Testo fornito ->
Zaini, sacchi a pelo, Vangelo, chitarre e un mare di entusiasmo, inarrestabile e contagioso. I ragazzi di Avezzano (in provincia dell’Aquila) sono pronti per partire. Mancano solo alcuni dettagli: «Ancora non sappiamo dove dormiremo, case, palestre, chissà!». Ma non importa. Rio de Janeiro li aspetta. La partenza è fissata per il 14 luglio: prima di arrivare a Rio, i ragazzi della delegazione di Abruzzo e Molise trascorreranno una settimana missionaria nella diocesi di Mogi das Cruzes, nello Stato di San Paolo, per immergersi nella vita locale, nelle realtà più povere della diocesi, vivendo in prima persona un’esperienza di servizio.
Da Abruzzo e Molise partono in duecento: tanti studenti universitari e lavoratori. Siamo lontani, certo, dai numeri della Gmg di Madrid, da quella di Colonia. Il Brasile è un altro mondo, il viaggio è impegnativo dal punto di vista economico. La crisi non risparmia neppure gli incontri della gioventù. Ma un segno molto importante è arrivato dalla Conferenza episcopale italiana, che offre ai partecipanti la quota di iscrizione. Giulia ha 22 anni e gli occhi che brillano. È di Avezzano e studia Lettere, il suo sogno è diventare insegnante. «Questa per me è la Gmg della speranza», dice. «In un momento in cui noi ragazzi vediamo tutto nero intorno a noi, come dice papa Francesco non dobbiamo mai perdere la speranza. Con i giovani del mondo spero di andare a ritrovare la carica e l’energia». Per Giulia è la seconda Gmg, dopo quella di Madrid nel 2011. «La prima è stata una scoperta, un momento di conoscenza: quando sono tornata ho iniziato il cammino nella pastorale giovanile. Quella di Rio la vivrò con molta più consapevolezza».

Record presentati ->
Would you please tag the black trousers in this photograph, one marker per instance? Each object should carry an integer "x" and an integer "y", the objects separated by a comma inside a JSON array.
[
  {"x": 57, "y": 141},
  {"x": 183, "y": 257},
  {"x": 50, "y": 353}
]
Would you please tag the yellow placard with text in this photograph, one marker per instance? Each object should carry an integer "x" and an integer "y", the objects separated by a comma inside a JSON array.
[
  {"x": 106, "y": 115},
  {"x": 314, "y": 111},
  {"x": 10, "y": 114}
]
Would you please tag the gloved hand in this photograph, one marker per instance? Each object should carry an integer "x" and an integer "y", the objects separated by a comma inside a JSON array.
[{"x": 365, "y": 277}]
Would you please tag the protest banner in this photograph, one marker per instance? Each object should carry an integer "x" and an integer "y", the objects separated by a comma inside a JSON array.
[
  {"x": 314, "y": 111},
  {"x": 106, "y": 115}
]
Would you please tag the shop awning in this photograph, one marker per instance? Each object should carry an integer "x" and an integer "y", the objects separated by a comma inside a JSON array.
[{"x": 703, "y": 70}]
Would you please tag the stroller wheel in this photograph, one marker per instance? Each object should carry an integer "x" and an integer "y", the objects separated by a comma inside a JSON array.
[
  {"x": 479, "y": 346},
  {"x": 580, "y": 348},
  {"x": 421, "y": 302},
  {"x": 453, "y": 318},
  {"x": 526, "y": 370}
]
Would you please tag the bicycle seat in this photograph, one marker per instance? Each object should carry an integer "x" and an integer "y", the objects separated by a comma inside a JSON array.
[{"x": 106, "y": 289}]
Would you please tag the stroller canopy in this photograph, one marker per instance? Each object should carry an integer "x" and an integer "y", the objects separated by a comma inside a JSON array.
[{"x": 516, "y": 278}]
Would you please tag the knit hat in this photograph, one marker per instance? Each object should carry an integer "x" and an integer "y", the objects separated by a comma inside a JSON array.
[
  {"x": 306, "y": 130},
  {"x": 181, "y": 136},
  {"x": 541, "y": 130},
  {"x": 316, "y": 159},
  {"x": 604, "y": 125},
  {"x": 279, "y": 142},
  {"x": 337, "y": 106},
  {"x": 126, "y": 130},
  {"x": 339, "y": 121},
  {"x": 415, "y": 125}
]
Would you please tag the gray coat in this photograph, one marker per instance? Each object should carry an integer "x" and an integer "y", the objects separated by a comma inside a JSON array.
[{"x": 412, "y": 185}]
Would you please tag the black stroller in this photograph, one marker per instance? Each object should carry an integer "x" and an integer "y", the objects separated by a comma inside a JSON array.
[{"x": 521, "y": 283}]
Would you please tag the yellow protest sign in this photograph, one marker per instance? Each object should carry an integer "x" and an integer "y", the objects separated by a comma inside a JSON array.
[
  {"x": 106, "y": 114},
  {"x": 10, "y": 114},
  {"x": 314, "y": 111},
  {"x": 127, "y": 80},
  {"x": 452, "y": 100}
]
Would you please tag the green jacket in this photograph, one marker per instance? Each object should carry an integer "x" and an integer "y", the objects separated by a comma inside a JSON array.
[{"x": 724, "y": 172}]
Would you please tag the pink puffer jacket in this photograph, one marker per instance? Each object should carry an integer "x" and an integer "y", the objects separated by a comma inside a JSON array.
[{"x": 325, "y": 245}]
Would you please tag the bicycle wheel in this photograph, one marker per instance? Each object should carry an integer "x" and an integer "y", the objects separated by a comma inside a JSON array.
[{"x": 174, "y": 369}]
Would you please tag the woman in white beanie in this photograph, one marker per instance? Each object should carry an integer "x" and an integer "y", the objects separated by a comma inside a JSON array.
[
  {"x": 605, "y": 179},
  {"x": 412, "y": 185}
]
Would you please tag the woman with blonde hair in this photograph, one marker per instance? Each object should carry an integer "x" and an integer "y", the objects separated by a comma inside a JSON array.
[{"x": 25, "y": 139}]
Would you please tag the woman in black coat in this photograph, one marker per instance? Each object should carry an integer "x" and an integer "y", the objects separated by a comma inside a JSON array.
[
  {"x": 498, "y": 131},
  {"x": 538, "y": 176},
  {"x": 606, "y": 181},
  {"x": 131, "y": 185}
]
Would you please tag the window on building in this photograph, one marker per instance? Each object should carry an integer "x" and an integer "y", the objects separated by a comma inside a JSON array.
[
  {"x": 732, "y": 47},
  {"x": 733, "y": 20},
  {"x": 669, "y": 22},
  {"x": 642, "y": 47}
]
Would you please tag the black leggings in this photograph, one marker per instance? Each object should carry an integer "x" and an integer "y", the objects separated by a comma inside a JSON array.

Cosa fare ->
(a) Nel testo sulla Gmg di Rio, in quale diocesi brasiliana i ragazzi di Abruzzo e Molise trascorreranno una settimana missionaria?
(b) Prosegui il testo sulla Gmg di Rio partendo dopo la sua ultima frase.

Risposte ->
(a) Nella diocesi di Mogi das Cruzes, nello Stato di San Paolo.

(b)
Carmelina e Michela, timide e sorridenti, arrivano da San Salvo (vicino a Vasto). Hanno appena 16 anni. Tutte e due liceali, sono le più giovani della delegazione. Entrambe sono educatrici dell’Acr (Azione cattolica ragazzi) e fan- no parte del gruppo Giovanissimi. Entrambe vengono da famiglie impegnate nella Chiesa: la mamma di Carmelina, infermiera, è catechista. Quanto a Michela, per lei le Giornate mondiali della gioventù sono una tradizione familiare. «I miei genitori hanno partecipato alla Gmg di Manila: allora mia madre era incinta di mio fratello». Per Carmelina – spiega suo padre Antonello, operaio allo stabilimento Sevel della Val di Sangro – è il primo viaggio fuori dall’Italia. Lui all’inizio non era molto d’accordo. Sua moglie l’ha convinto.
Del resto, a dare loro sicurezza e fiducia è il fatto che a guidare la delegazione abruzzese e molisana è un veterano delle Gmg e una persona che loro conoscono benissimo: monsignor Pietro Santoro, dal 2007 vescovo della diocesi di Avezzano, che ha partecipato a tutte le Giornate mondiali della gioventù, prima, nella sua diocesi originaria di Chieti-Vasto, come responsabile diocesano della pastorale giovanile, poi come delegato regionale, ora da vescovo delegato della Conferenza episcopale abruzzese e molisana.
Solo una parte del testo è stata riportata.